>>>>>
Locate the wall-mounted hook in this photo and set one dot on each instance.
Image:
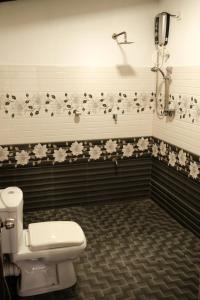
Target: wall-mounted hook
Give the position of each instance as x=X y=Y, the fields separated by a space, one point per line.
x=115 y=36
x=77 y=113
x=115 y=118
<<<<<
WHAT IS NEEDED:
Wherever the word "mounted" turns up in the records, copy out the line it is on.

OUTPUT OF THE TASK:
Locate the wall-mounted hook in this photo and set one dot on each instance.
Target: wall-mounted hook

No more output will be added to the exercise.